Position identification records
======

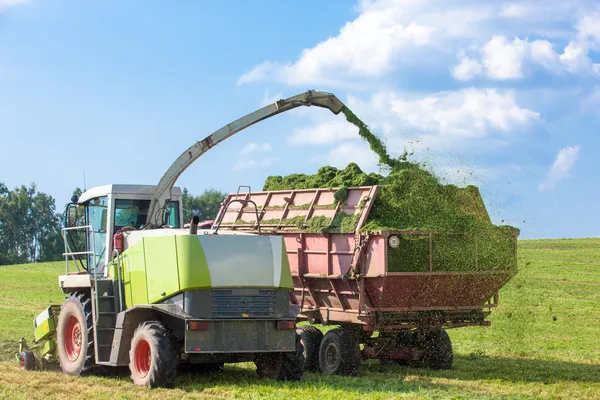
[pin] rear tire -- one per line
(339, 353)
(310, 337)
(75, 335)
(436, 349)
(288, 366)
(154, 355)
(27, 361)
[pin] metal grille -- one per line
(231, 303)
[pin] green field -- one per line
(544, 342)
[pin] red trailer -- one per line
(393, 292)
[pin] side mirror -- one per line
(72, 215)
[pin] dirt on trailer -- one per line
(410, 198)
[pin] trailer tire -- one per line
(311, 340)
(436, 349)
(75, 335)
(26, 361)
(339, 353)
(288, 366)
(153, 356)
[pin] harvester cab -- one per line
(142, 291)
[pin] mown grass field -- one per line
(544, 342)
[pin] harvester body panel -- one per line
(156, 267)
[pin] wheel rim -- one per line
(143, 356)
(331, 356)
(73, 338)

======

> Aim: Transcribe the listing above word for word, line by line, leaving out the pictures.

> Exercise answer:
[pin] rear tire -- one per line
(339, 353)
(310, 337)
(75, 335)
(436, 349)
(288, 366)
(154, 355)
(27, 361)
[pin] metal grille -- one per line
(231, 303)
[pin] green field -- one per line
(544, 342)
[pin] red trailer -- one per line
(393, 292)
[pin] side mirror -- one per line
(72, 215)
[pin] dirt on trailer -- one per line
(410, 198)
[pin] trailer tire -- one per line
(311, 340)
(436, 349)
(75, 335)
(26, 361)
(339, 353)
(288, 366)
(153, 356)
[pin] harvester cab -- one per line
(142, 291)
[pin] mown grass field -- one per line
(544, 342)
[pin] harvester body panel -- one per line
(156, 267)
[pin] wheel rim -- one per line
(143, 356)
(331, 356)
(73, 338)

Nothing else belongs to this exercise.